#### Provided text ####

Given the fact that warehouse employees are pissing in gatorade bottles
because they don't have time to use a bathroom I would suspect that
participating in a religion that requires stopping work to prayer mid-shift or
stopping to go breast feed would cause their quotas to drop.

So it's already pretty clear there's a huge bias towards only certain types of
people who can even operate successfully in their warehouse as opposed to
their corporate offices.

Although I guess it's all by design, reading through comments here or anywhere
on HN about worker mistreatment outside of high earning tech salaries and you
can see how little empathy exists among many people here. These are the people
Amazon wants and needs working for them.

------
WheelsAtLarge
This type of monitoring always leads to employees missing breaks, bathroom
visits and working off the clock.

Algorithms have no understanding of human limits and will push and push.
Employees are scared to miss quotas since they will get fired and employers
feel that they can push employees more since quotas are being met. At some
point, it becomes a sweatshop where workers are strained to their limits.

We have seen this type of high-pressure work previously and it does not end
well for both employers and employees. Employees revolt and employers have to
concede to demands or face employee dissatisfaction which leads to societal
disruption.

Companies think that they are improving their bottom line but in the long run,
they disrupt society to the point of chaos for all.

#### Provided information ####

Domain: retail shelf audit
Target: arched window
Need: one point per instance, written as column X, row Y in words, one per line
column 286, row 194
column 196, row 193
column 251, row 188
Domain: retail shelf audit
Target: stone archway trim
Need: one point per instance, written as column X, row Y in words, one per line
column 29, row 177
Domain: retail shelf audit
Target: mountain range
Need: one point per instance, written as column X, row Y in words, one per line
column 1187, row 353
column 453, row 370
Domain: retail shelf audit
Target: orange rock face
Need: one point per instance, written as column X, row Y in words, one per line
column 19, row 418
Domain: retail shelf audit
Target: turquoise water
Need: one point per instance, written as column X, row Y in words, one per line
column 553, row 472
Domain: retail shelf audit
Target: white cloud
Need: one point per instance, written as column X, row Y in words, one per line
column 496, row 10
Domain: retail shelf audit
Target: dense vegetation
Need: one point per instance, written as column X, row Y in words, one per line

####

Required work>
Can you extract the full thread about Amazon warehouse quotas word for word? The items come from a separate source.

Output of the task>
Given the fact that warehouse employees are pissing in gatorade bottles
because they don't have time to use a bathroom I would suspect that
participating in a religion that requires stopping work to prayer mid-shift or
stopping to go breast feed would cause their quotas to drop.

So it's already pretty clear there's a huge bias towards only certain types of
people who can even operate successfully in their warehouse as opposed to
their corporate offices.

Although I guess it's all by design, reading through comments here or anywhere
on HN about worker mistreatment outside of high earning tech salaries and you
can see how little empathy exists among many people here. These are the people
Amazon wants and needs working for them.

------
WheelsAtLarge
This type of monitoring always leads to employees missing breaks, bathroom
visits and working off the clock.

Algorithms have no understanding of human limits and will push and push.
Employees are scared to miss quotas since they will get fired and employers
feel that they can push employees more since quotas are being met. At some
point, it becomes a sweatshop where workers are strained to their limits.

We have seen this type of high-pressure work previously and it does not end
well for both employers and employees. Employees revolt and employers have to
concede to demands or face employee dissatisfaction which leads to societal
disruption.

Companies think that they are improving their bottom line but in the long run,
they disrupt society to the point of chaos for all.